• Dataset excerpts

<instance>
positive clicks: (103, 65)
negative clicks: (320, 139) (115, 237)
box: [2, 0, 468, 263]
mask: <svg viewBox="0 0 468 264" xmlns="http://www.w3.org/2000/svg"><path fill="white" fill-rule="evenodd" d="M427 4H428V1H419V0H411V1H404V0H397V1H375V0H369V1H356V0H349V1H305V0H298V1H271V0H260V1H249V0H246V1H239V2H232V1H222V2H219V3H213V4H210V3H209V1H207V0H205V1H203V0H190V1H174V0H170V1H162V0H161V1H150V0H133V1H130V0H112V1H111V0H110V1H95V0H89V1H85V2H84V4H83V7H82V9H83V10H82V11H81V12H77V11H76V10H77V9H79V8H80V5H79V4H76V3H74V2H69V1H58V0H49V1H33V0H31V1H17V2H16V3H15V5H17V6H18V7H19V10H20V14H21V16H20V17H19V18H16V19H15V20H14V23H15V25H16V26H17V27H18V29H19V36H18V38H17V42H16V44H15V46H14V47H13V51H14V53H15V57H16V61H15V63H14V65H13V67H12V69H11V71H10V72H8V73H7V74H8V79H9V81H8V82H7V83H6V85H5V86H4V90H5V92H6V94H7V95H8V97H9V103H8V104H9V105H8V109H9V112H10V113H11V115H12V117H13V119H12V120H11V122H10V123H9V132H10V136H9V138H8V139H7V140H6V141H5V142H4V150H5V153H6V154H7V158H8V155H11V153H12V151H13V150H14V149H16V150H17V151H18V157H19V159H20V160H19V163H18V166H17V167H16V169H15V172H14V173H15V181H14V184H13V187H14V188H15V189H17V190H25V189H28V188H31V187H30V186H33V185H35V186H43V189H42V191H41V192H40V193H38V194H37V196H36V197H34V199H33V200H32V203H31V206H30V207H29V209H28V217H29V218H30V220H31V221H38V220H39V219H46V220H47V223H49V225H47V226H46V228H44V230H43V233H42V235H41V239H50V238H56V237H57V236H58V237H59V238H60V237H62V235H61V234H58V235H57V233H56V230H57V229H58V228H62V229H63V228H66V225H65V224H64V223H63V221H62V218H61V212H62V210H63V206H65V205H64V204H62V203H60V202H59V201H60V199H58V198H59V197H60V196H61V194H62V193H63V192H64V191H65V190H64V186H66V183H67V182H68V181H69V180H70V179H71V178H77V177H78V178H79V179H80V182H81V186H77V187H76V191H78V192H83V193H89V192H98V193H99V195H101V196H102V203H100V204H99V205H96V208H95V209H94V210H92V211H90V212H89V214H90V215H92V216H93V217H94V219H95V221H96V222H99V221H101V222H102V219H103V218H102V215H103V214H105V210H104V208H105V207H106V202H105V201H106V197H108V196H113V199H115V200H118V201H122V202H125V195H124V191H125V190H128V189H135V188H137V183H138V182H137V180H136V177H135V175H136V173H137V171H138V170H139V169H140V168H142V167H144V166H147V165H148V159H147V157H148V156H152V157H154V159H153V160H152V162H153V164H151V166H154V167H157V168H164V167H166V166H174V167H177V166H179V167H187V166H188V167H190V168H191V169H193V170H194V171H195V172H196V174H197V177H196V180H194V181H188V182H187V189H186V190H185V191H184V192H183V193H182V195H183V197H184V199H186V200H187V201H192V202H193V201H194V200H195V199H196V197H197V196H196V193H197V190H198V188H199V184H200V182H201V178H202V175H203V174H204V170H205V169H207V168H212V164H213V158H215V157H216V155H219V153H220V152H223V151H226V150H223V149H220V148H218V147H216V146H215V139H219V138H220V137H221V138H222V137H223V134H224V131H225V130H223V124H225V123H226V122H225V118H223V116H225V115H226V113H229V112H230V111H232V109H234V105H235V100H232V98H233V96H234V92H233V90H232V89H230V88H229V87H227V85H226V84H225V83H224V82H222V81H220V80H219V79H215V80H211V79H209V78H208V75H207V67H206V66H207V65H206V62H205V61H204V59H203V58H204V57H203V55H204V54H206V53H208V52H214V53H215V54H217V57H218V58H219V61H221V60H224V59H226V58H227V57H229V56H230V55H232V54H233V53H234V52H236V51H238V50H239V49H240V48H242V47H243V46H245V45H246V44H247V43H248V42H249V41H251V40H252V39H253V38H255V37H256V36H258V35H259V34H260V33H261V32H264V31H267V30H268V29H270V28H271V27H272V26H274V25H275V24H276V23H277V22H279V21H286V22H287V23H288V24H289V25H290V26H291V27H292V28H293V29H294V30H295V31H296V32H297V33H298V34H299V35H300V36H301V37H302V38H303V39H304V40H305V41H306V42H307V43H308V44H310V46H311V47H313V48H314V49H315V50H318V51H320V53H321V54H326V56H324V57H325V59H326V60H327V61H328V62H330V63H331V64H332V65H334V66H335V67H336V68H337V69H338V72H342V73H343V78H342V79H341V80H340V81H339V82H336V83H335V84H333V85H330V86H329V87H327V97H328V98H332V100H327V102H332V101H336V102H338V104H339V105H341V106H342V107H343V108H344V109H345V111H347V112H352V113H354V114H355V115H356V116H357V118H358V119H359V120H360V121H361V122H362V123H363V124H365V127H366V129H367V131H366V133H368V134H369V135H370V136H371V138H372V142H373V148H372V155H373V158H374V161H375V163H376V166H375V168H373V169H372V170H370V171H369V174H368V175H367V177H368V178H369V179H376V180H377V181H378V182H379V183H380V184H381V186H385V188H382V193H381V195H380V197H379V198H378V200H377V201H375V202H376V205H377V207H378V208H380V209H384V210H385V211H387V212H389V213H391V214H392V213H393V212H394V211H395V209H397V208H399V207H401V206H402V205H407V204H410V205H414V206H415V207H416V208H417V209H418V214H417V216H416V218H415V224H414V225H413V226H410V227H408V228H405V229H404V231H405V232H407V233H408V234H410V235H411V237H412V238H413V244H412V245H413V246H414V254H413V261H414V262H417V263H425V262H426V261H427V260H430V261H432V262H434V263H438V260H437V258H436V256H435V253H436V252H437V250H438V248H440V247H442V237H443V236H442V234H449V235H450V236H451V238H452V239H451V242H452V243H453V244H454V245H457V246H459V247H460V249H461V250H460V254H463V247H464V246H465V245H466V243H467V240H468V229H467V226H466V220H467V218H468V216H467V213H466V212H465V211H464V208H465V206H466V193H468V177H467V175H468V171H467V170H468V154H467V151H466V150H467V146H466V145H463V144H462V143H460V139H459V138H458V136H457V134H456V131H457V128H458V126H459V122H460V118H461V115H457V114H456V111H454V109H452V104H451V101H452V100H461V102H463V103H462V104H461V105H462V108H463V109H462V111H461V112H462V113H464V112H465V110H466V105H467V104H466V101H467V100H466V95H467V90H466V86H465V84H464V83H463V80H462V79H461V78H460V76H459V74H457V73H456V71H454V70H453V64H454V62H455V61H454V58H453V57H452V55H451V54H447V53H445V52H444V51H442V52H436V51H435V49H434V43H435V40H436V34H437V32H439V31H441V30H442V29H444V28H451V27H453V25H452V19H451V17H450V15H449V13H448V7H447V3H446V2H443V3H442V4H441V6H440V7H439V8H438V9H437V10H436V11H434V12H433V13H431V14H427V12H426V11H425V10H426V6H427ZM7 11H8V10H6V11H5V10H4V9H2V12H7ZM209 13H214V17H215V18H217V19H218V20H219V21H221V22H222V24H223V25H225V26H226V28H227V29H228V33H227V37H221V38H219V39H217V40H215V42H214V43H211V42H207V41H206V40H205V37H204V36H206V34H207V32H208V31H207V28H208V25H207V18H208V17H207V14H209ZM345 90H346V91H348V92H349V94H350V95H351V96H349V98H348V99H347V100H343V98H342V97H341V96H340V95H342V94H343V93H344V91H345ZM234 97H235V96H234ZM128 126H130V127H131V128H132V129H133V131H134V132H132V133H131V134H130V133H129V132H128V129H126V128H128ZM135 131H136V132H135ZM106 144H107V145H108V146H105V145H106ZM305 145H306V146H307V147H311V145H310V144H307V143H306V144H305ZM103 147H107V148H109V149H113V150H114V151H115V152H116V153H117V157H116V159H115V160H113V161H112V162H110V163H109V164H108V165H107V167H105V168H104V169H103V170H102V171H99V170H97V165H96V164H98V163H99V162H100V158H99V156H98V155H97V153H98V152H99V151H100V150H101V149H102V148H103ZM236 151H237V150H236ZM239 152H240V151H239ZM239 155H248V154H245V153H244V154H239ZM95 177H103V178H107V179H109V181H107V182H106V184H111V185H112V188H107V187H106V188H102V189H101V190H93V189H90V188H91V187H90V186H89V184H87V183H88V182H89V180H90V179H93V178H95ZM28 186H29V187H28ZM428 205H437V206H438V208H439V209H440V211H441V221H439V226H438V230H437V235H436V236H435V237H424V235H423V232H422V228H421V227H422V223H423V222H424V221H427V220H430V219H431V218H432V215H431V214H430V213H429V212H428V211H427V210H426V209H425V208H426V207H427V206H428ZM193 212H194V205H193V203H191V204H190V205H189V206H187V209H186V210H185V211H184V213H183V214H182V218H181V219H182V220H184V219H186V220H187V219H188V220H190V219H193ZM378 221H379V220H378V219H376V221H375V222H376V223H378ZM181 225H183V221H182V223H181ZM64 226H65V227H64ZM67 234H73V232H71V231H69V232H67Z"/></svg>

• Action item
What you return should be exactly the lines above, starting at the one with "positive clicks: (103, 65)" and ending at the one with "negative clicks: (320, 139) (115, 237)", and nothing else.

• Answer box
positive clicks: (103, 65)
negative clicks: (320, 139) (115, 237)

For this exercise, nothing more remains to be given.